→ **文書の抜粋**:
━━━━━━━━

監督:成島出 出演者:役所広司(宮沢政次郎)、菅田将暉(宮沢賢治)、森七菜(宮沢トシ)、豊田裕大(宮沢清六)、坂井真紀(宮沢イチ)、田中泯(宮沢喜助)、池谷のぶえ、水澤紳吾、益岡徹、ほか

映画「銀河鉄道の父」解説

この解説記事には映画「銀河鉄道の父」のネタバレが含まれます。あらすじを結末まで解説していますので映画鑑賞前の方は閲覧をご遠慮ください。

1896年(明治29年)9月。岩手県花巻の質屋の息子・宮沢政次郎は妻・イチが長男を出産したとの方を受け、汽車に乗って急いで花巻に戻りました。赤ん坊は政次郎の父・喜助によって「賢治」と名付けられました。

やがて6歳になった賢治は赤痢を患い入院することになりました。政次郎は自ら看病すると言い出し、店を喜助に任せると病院に泊まり込んで付きっきりで賢治の面倒を見ました。その甲斐あって賢治は回復して退院しましたが、今度は政次郎が腸カタルで入院することになってしまい、それからというもの固形物すら食べられない体になってしまいました。

時は流れ、賢治は中学校に進学したいと言い出しました。喜助は質屋に学問はいらないと反対しましたが、政次郎はこれからの時代は文明開化だからと進学に賛成しました。賢治は盛岡中学校に進学しました。

━━━━━━━━

→ **目標**: 映画「銀河鉄道の父」の解説から、「監督:成島出 出演者:役所広」で始まり「ない体になってしまいました。」で終わる部分を一字も変えずに書き出せ。 次の資料は使わなくてよい。

━━━━━━━━

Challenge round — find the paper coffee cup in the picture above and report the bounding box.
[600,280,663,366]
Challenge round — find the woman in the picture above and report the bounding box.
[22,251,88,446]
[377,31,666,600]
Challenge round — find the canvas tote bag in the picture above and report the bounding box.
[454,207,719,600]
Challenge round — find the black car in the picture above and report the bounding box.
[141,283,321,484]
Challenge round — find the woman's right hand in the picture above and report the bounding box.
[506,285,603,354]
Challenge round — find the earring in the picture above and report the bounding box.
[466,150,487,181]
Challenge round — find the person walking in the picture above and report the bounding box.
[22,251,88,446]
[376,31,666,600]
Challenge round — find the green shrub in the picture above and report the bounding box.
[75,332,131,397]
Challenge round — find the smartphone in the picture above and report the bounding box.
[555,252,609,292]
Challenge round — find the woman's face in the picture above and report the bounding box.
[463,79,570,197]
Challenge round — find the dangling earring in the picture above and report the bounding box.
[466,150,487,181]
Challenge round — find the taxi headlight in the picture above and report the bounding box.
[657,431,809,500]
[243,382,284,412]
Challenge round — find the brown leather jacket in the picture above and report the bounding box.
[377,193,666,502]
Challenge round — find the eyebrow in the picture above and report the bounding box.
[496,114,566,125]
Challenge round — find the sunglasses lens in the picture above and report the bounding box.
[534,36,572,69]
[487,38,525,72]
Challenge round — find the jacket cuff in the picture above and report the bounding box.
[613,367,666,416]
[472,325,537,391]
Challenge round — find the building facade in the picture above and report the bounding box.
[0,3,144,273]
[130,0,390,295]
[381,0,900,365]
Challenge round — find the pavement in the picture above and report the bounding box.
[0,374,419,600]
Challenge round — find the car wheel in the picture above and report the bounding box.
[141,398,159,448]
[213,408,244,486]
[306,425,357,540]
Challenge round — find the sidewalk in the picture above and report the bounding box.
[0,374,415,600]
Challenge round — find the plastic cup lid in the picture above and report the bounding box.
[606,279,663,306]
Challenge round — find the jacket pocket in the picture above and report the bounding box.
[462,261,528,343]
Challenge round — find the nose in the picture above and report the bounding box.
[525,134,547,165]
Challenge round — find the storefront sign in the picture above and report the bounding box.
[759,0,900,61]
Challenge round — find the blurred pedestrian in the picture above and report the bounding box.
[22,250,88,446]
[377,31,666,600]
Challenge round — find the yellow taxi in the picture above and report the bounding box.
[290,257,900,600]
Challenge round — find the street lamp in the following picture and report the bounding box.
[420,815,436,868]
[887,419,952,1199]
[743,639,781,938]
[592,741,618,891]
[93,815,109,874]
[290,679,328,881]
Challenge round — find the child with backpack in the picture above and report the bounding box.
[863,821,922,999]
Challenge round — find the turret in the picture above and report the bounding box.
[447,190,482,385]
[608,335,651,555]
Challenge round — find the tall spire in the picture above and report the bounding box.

━━━━━━━━

→ **模範解答**:
監督:成島出 出演者:役所広司(宮沢政次郎)、菅田将暉(宮沢賢治)、森七菜(宮沢トシ)、豊田裕大(宮沢清六)、坂井真紀(宮沢イチ)、田中泯(宮沢喜助)、池谷のぶえ、水澤紳吾、益岡徹、ほか

映画「銀河鉄道の父」解説

この解説記事には映画「銀河鉄道の父」のネタバレが含まれます。あらすじを結末まで解説していますので映画鑑賞前の方は閲覧をご遠慮ください。

1896年(明治29年)9月。岩手県花巻の質屋の息子・宮沢政次郎は妻・イチが長男を出産したとの方を受け、汽車に乗って急いで花巻に戻りました。赤ん坊は政次郎の父・喜助によって「賢治」と名付けられました。

やがて6歳になった賢治は赤痢を患い入院することになりました。政次郎は自ら看病すると言い出し、店を喜助に任せると病院に泊まり込んで付きっきりで賢治の面倒を見ました。その甲斐あって賢治は回復して退院しましたが、今度は政次郎が腸カタルで入院することになってしまい、それからというもの固形物すら食べられない体になってしまいました。